§ WHAT IS REQUIRED:
Restate the records that follow. Every word must match.

Dataset entries
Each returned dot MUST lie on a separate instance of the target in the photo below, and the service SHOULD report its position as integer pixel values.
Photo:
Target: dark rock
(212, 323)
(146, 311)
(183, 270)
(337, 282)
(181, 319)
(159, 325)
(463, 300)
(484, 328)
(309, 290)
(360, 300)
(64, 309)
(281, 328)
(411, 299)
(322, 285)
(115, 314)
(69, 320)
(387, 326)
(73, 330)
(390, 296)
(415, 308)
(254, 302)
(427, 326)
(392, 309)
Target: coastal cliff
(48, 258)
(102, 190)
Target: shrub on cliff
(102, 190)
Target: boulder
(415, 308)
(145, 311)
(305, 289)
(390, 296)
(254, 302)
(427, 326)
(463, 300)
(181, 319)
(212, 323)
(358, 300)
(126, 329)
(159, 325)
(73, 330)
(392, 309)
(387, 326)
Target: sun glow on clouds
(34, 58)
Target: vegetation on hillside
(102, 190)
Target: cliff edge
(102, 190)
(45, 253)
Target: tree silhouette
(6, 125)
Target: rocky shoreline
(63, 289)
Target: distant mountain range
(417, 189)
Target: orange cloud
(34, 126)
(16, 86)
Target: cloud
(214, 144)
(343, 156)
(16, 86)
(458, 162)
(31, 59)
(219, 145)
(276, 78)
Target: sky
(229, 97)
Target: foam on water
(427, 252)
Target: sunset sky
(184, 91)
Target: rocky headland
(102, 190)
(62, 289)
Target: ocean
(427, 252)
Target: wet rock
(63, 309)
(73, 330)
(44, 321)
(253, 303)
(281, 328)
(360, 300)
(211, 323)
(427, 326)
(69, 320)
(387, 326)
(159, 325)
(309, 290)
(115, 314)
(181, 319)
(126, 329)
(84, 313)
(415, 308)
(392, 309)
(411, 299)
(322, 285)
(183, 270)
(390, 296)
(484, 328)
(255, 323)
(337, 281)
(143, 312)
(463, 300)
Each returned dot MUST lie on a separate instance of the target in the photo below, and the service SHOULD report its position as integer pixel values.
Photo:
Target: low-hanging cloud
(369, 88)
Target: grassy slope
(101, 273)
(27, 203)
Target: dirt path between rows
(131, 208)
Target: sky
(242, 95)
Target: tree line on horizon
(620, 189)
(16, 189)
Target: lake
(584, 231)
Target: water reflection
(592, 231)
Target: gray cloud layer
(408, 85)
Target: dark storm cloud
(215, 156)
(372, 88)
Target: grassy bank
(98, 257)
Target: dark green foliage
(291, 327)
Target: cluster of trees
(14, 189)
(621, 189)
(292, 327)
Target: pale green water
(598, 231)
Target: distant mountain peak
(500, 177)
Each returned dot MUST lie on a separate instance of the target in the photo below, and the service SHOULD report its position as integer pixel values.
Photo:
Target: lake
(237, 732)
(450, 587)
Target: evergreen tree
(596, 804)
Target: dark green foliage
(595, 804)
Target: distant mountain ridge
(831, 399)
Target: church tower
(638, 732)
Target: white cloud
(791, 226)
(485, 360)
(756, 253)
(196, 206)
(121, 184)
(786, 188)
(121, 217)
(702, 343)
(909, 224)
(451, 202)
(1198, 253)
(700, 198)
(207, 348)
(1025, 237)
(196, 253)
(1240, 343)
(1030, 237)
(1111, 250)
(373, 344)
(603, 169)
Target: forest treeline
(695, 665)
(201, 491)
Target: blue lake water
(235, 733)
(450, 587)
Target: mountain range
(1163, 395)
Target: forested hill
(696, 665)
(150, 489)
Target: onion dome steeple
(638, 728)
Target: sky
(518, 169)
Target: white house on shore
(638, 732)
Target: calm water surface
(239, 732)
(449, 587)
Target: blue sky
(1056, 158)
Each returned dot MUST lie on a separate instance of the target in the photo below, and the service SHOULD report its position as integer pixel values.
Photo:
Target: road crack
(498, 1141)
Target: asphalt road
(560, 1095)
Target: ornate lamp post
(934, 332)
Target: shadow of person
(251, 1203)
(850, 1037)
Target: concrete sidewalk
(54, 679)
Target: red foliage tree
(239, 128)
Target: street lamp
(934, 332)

§ RESULT FOR THIS EXERCISE:
Each returned dot MUST lie on a separate instance of the target in the photo below, and the service SHOULD report its position as integer pixel values.
Photo:
Target: dark rock
(212, 323)
(146, 311)
(183, 270)
(337, 282)
(181, 319)
(159, 325)
(463, 300)
(484, 328)
(309, 290)
(360, 300)
(64, 309)
(281, 328)
(411, 299)
(322, 285)
(115, 314)
(69, 320)
(387, 326)
(73, 330)
(390, 296)
(415, 308)
(254, 302)
(427, 326)
(392, 309)
Target: coastal cliff
(48, 258)
(102, 190)
Target: shrub on cliff
(102, 190)
Target: boulder
(415, 308)
(145, 311)
(305, 289)
(390, 296)
(254, 302)
(427, 326)
(463, 300)
(181, 319)
(212, 323)
(358, 300)
(126, 329)
(159, 325)
(73, 330)
(392, 309)
(387, 326)
Target: sun glow on clouds
(34, 58)
Target: vegetation on hillside
(102, 190)
Target: cliff edge
(102, 190)
(45, 253)
Target: tree silhouette
(6, 125)
Target: rocky shoreline
(63, 289)
Target: distant mountain range
(417, 189)
Target: orange cloud
(34, 126)
(16, 86)
Target: cloud
(214, 144)
(343, 156)
(16, 86)
(458, 162)
(31, 59)
(219, 145)
(276, 78)
Target: sky
(229, 97)
Target: foam on water
(427, 252)
Target: sunset sky
(184, 91)
Target: rocky headland
(102, 190)
(62, 289)
Target: ocean
(427, 252)
Target: wet rock
(63, 309)
(73, 330)
(44, 321)
(253, 303)
(281, 328)
(360, 300)
(211, 323)
(427, 326)
(69, 320)
(387, 326)
(159, 325)
(309, 290)
(115, 314)
(181, 319)
(126, 329)
(84, 313)
(415, 308)
(392, 309)
(411, 299)
(322, 285)
(183, 270)
(390, 296)
(484, 328)
(255, 323)
(337, 281)
(143, 312)
(463, 300)
Each returned dot MUST lie on a separate instance of the target in the photo below, and the service SHOULD report its position as integer pixel values.
Photo:
Target: low-hanging cloud
(369, 88)
Target: grassy slope
(101, 273)
(27, 203)
Target: dirt path between rows
(131, 208)
Target: sky
(242, 95)
Target: tree line on horizon
(620, 189)
(16, 189)
Target: lake
(584, 231)
Target: water reflection
(592, 231)
Target: gray cloud layer
(408, 85)
Target: dark storm cloud
(215, 156)
(372, 88)
Target: grassy bank
(98, 257)
Target: dark green foliage
(291, 327)
Target: cluster of trees
(14, 189)
(621, 189)
(292, 327)
Target: pale green water
(598, 231)
Target: distant mountain peak
(500, 177)
Each returned dot MUST lie on a separate instance of the target in the photo below, and the service SHOULD report its position as integer pixel values.
Photo:
Target: lake
(237, 732)
(450, 587)
Target: evergreen tree
(596, 804)
Target: dark green foliage
(595, 804)
Target: distant mountain ridge
(831, 399)
Target: church tower
(638, 732)
Target: white cloud
(791, 226)
(485, 360)
(756, 253)
(196, 206)
(121, 184)
(786, 188)
(121, 217)
(702, 343)
(909, 224)
(451, 202)
(1198, 253)
(700, 198)
(207, 348)
(1025, 237)
(196, 253)
(1240, 343)
(1030, 237)
(1111, 250)
(373, 344)
(603, 169)
Target: forest treeline
(695, 665)
(201, 491)
Target: blue lake water
(235, 733)
(450, 587)
Target: mountain range
(1163, 395)
Target: forested hill
(696, 665)
(150, 489)
Target: onion dome steeple
(638, 728)
Target: sky
(518, 169)
Target: white house on shore
(638, 732)
Target: calm water surface
(239, 732)
(449, 587)
Target: blue sky
(1056, 158)
Each returned dot MUST lie on a separate instance of the target in the photo below, and the service SHOULD report its position as integer pixel values.
Photo:
Target: road crack
(498, 1141)
Target: asphalt road
(560, 1095)
Target: ornate lamp post
(934, 332)
Target: shadow of person
(251, 1203)
(850, 1037)
Target: concrete sidewalk
(54, 679)
Target: red foliage tree
(239, 128)
Target: street lamp
(934, 332)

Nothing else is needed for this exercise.